Among the entries that follow, the required portion opens with the line containing "Target: white window trim" and closes with the line containing "along baseboard in the photo above.". Give that portion again exactly, and nothing else.
· · · ·
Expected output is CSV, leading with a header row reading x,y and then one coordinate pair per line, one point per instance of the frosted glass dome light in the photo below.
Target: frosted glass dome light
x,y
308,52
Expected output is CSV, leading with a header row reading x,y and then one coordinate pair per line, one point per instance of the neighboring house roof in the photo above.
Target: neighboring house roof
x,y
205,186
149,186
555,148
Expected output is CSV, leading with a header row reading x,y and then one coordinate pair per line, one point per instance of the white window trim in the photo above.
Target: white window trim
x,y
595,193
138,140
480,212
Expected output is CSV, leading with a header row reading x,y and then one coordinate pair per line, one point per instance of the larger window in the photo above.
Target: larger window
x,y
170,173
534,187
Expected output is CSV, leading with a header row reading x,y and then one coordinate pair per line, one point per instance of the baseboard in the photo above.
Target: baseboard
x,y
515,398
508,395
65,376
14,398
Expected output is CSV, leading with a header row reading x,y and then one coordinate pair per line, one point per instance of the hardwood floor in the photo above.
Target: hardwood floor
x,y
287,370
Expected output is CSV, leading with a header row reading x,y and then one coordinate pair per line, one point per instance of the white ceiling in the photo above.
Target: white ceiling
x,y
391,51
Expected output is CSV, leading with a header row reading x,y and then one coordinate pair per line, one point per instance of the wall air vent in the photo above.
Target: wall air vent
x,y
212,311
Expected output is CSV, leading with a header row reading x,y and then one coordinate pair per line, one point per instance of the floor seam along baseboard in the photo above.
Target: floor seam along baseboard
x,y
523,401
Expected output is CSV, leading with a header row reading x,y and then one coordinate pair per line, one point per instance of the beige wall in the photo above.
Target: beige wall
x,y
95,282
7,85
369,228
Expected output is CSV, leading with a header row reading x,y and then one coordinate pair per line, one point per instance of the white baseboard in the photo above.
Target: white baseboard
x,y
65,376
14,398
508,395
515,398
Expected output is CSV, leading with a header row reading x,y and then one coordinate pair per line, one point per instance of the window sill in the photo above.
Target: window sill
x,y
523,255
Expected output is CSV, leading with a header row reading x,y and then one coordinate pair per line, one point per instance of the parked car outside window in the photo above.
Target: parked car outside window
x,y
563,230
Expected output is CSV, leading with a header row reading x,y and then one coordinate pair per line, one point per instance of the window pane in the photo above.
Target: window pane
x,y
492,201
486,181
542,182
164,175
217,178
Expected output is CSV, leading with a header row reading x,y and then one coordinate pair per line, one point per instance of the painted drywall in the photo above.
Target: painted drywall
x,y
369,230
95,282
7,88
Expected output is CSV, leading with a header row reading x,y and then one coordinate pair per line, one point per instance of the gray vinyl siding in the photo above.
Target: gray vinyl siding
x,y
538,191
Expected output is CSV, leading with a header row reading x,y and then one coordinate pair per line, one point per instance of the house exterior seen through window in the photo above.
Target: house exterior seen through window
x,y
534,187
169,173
· · · ·
▶ _Response area_
Target: white window trim
x,y
595,193
138,140
480,212
Expected output is CSV, leading with a header row reading x,y and then one coordinate pair per line, one point per instance of the larger window in the photo above.
Target: larger window
x,y
170,173
534,187
Expected output is CSV, leading with a header row reading x,y and then one coordinate pair per line, one point per instance of the baseboard in the photo above.
Target: baseboard
x,y
515,398
508,395
65,376
14,398
Expected output is CSV, leading with a header row reading x,y and then one coordinate pair per line, one point per instance of the hardwood floor in the photo above.
Target: hardwood floor
x,y
287,370
Expected output is CSV, leading with a header row reading x,y and then one coordinate pair per line, one point per instance of the white ceiling in the photo above.
Target: white ceiling
x,y
391,51
Expected output is CSV, leading with a header row reading x,y and then one coordinate pair per line, one point per instance of the wall air vent in the photo above.
Target: wall air vent
x,y
212,311
Expected output is CSV, leading with a header row reading x,y and then one coordinate pair per line, one point per instance of the floor seam along baseboard in the photo above.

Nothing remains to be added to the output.